Raw rows:
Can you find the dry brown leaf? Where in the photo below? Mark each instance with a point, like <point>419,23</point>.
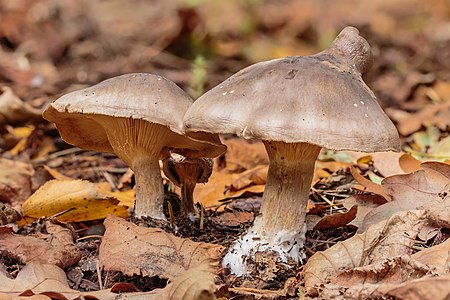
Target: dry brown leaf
<point>233,219</point>
<point>369,185</point>
<point>337,219</point>
<point>8,214</point>
<point>43,278</point>
<point>439,210</point>
<point>387,163</point>
<point>15,181</point>
<point>13,110</point>
<point>254,176</point>
<point>365,204</point>
<point>392,270</point>
<point>391,237</point>
<point>131,249</point>
<point>81,200</point>
<point>437,256</point>
<point>217,189</point>
<point>426,288</point>
<point>194,284</point>
<point>409,191</point>
<point>55,174</point>
<point>408,163</point>
<point>407,123</point>
<point>56,247</point>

— What this task involves —
Return all of the rows above unchanged, line for line, but leave the pictures out.

— Answer to this task —
Can you find the dry brown leaf? Where in the photo below? Mark each instance with a point, like <point>419,23</point>.
Target: dry brown leaf
<point>233,219</point>
<point>369,185</point>
<point>337,219</point>
<point>8,214</point>
<point>43,278</point>
<point>439,210</point>
<point>387,163</point>
<point>15,181</point>
<point>13,110</point>
<point>254,176</point>
<point>365,204</point>
<point>392,270</point>
<point>391,237</point>
<point>131,249</point>
<point>81,200</point>
<point>437,256</point>
<point>217,189</point>
<point>426,288</point>
<point>194,284</point>
<point>409,191</point>
<point>55,174</point>
<point>408,163</point>
<point>407,123</point>
<point>56,247</point>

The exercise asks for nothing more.